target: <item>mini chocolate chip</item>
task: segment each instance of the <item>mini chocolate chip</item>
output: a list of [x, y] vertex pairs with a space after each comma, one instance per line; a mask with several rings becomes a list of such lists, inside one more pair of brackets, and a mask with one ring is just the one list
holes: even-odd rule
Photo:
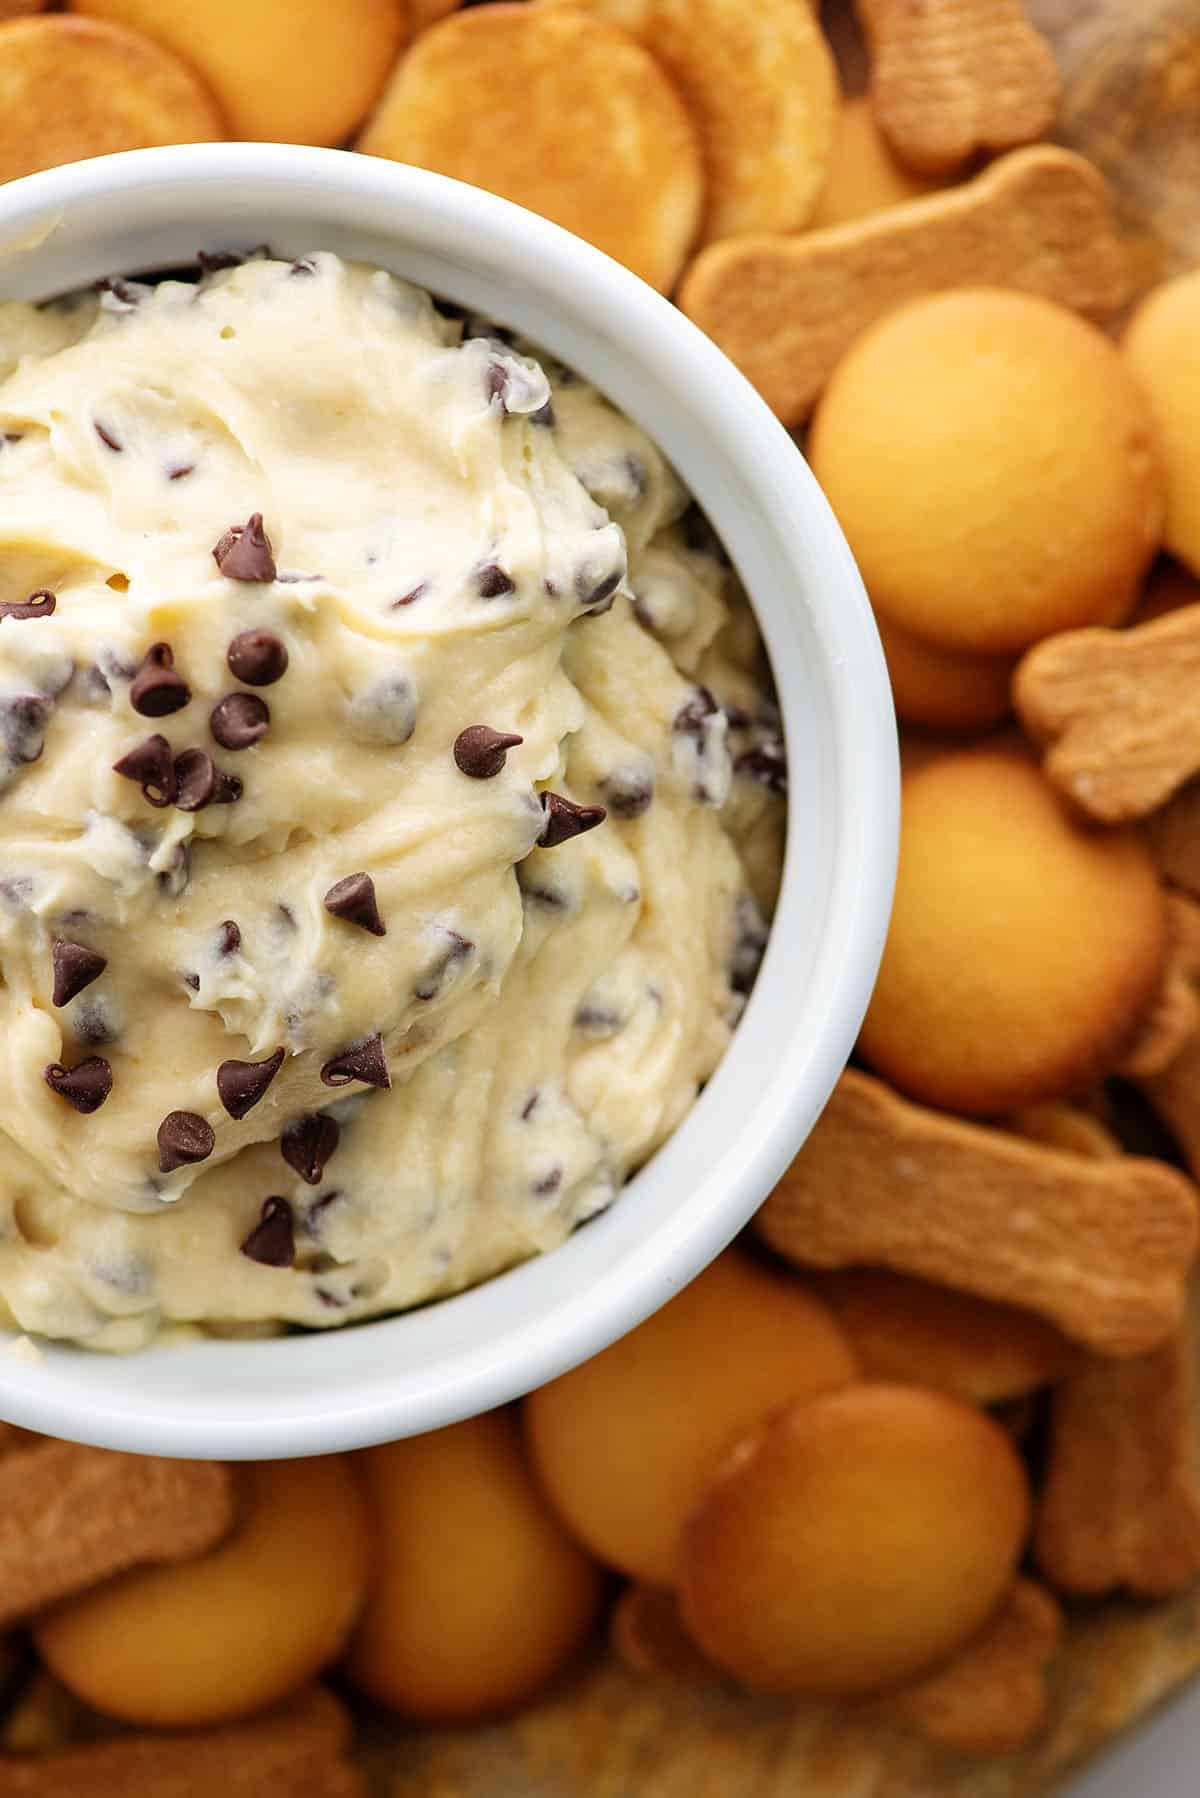
[[654, 798], [654, 769], [614, 768], [597, 784], [614, 818], [640, 818]]
[[103, 999], [87, 999], [75, 1014], [75, 1034], [85, 1043], [111, 1043], [116, 1030], [105, 1011]]
[[187, 892], [188, 886], [191, 883], [191, 878], [191, 844], [176, 843], [171, 854], [170, 867], [164, 868], [162, 872], [156, 876], [158, 884], [164, 893], [169, 893], [172, 899], [178, 899], [181, 893]]
[[216, 1142], [207, 1118], [194, 1111], [168, 1111], [158, 1126], [159, 1172], [170, 1174], [177, 1167], [207, 1161]]
[[349, 1086], [355, 1080], [361, 1080], [365, 1086], [390, 1086], [392, 1077], [383, 1053], [383, 1038], [376, 1032], [331, 1056], [321, 1069], [321, 1079], [326, 1086]]
[[548, 1174], [543, 1174], [540, 1180], [534, 1181], [534, 1197], [548, 1199], [551, 1193], [557, 1192], [562, 1185], [562, 1177], [562, 1169], [560, 1167], [552, 1167]]
[[253, 1111], [283, 1066], [283, 1050], [265, 1061], [223, 1061], [217, 1069], [217, 1092], [231, 1118]]
[[552, 401], [547, 400], [544, 406], [539, 406], [536, 412], [531, 412], [529, 422], [531, 425], [540, 425], [544, 431], [552, 431], [557, 422]]
[[242, 796], [236, 774], [216, 767], [205, 749], [185, 749], [175, 757], [175, 804], [181, 812], [200, 812], [206, 805], [234, 805]]
[[760, 782], [772, 793], [787, 792], [787, 757], [778, 737], [768, 737], [744, 755], [739, 755], [733, 771]]
[[0, 603], [0, 618], [49, 618], [58, 598], [49, 587], [38, 587], [28, 599], [8, 599]]
[[36, 693], [19, 693], [0, 702], [0, 737], [9, 760], [36, 762], [46, 746], [50, 704]]
[[[332, 1122], [332, 1119], [330, 1120]], [[314, 1182], [315, 1184], [315, 1182]], [[325, 1224], [325, 1213], [345, 1198], [340, 1187], [332, 1192], [323, 1192], [319, 1199], [314, 1199], [304, 1213], [304, 1228], [310, 1236], [320, 1236]]]
[[543, 849], [556, 849], [560, 843], [582, 836], [585, 830], [595, 830], [608, 816], [602, 805], [576, 805], [561, 793], [543, 793], [542, 811], [545, 822], [538, 843]]
[[93, 418], [92, 423], [96, 427], [96, 435], [101, 443], [106, 444], [110, 450], [114, 451], [115, 454], [119, 456], [125, 448], [125, 445], [112, 429], [112, 426], [102, 425], [98, 418]]
[[508, 397], [508, 375], [502, 363], [489, 362], [484, 376], [484, 388], [489, 400], [499, 400], [501, 412], [507, 412], [505, 400]]
[[50, 956], [54, 965], [52, 1005], [69, 1005], [85, 986], [98, 980], [108, 966], [107, 956], [97, 955], [94, 949], [85, 949], [82, 943], [69, 943], [60, 936], [55, 937]]
[[245, 524], [231, 524], [214, 546], [213, 560], [228, 580], [273, 581], [275, 557], [263, 530], [262, 513], [252, 512]]
[[257, 693], [227, 693], [209, 713], [208, 728], [222, 749], [249, 749], [265, 737], [271, 708]]
[[225, 660], [234, 680], [247, 687], [271, 687], [287, 673], [287, 645], [274, 631], [240, 631]]
[[369, 874], [347, 874], [335, 880], [324, 899], [325, 910], [347, 924], [357, 924], [372, 936], [386, 936], [387, 925], [379, 915], [375, 882]]
[[124, 275], [101, 275], [95, 283], [97, 293], [111, 293], [125, 306], [136, 306], [149, 292], [140, 282], [127, 281]]
[[465, 961], [475, 948], [474, 943], [468, 937], [460, 935], [457, 930], [447, 930], [444, 934], [447, 938], [447, 947], [433, 965], [425, 970], [413, 988], [413, 997], [423, 1002], [436, 999], [451, 968], [458, 962]]
[[236, 955], [242, 946], [242, 933], [232, 918], [226, 918], [217, 936], [218, 955]]
[[498, 562], [487, 562], [475, 571], [475, 586], [480, 599], [499, 599], [504, 593], [515, 593], [516, 583]]
[[707, 687], [697, 687], [690, 699], [686, 699], [675, 714], [673, 730], [681, 736], [703, 737], [708, 731], [708, 720], [720, 711], [720, 706]]
[[51, 1092], [57, 1093], [85, 1117], [99, 1111], [112, 1091], [112, 1069], [102, 1055], [89, 1055], [73, 1068], [65, 1068], [61, 1061], [52, 1061], [44, 1069], [42, 1078]]
[[191, 992], [198, 993], [200, 991], [200, 976], [199, 976], [199, 974], [185, 974], [183, 977], [183, 984]]
[[165, 718], [182, 711], [192, 689], [175, 672], [175, 656], [169, 643], [152, 643], [129, 689], [129, 703], [143, 718]]
[[468, 724], [454, 739], [454, 759], [472, 780], [491, 780], [503, 768], [508, 751], [524, 741], [511, 731], [493, 730], [490, 724]]
[[286, 1199], [263, 1200], [258, 1222], [241, 1245], [242, 1254], [263, 1267], [290, 1267], [296, 1258], [296, 1230]]
[[601, 610], [607, 612], [612, 604], [613, 594], [621, 585], [624, 574], [623, 568], [614, 568], [611, 573], [604, 576], [603, 580], [597, 581], [590, 569], [581, 568], [575, 577], [575, 591], [579, 595], [580, 603], [585, 605], [589, 612], [600, 612]]
[[223, 268], [240, 268], [245, 260], [240, 250], [196, 251], [196, 262], [202, 275], [215, 275]]
[[170, 805], [175, 798], [175, 769], [171, 761], [171, 745], [165, 737], [143, 737], [140, 743], [127, 750], [119, 762], [113, 763], [113, 773], [124, 775], [126, 780], [136, 780], [142, 789], [142, 797], [149, 805], [161, 808]]
[[167, 479], [168, 481], [182, 481], [195, 472], [196, 464], [194, 462], [172, 462], [167, 468]]
[[279, 1153], [309, 1186], [319, 1186], [325, 1163], [337, 1151], [341, 1131], [336, 1118], [310, 1111], [288, 1125], [279, 1139]]
[[428, 581], [418, 581], [415, 587], [410, 587], [407, 593], [402, 593], [400, 595], [399, 599], [394, 599], [392, 601], [393, 612], [396, 611], [400, 606], [415, 605], [419, 599], [421, 599], [426, 593], [428, 593], [428, 591], [429, 591], [429, 582]]
[[542, 1095], [541, 1095], [540, 1089], [535, 1086], [533, 1091], [530, 1093], [529, 1097], [526, 1099], [524, 1105], [522, 1105], [522, 1107], [521, 1107], [521, 1118], [524, 1123], [527, 1124], [529, 1122], [530, 1118], [533, 1116], [534, 1112], [537, 1110], [537, 1103], [538, 1103], [538, 1100], [541, 1098], [541, 1096]]
[[315, 275], [316, 272], [317, 265], [311, 256], [297, 256], [288, 270], [289, 275]]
────────
» Task
Copy out all lines above that include the string "chip".

» Response
target: <item>mini chocolate chip</item>
task: segment each instance of the <item>mini chocolate chip</item>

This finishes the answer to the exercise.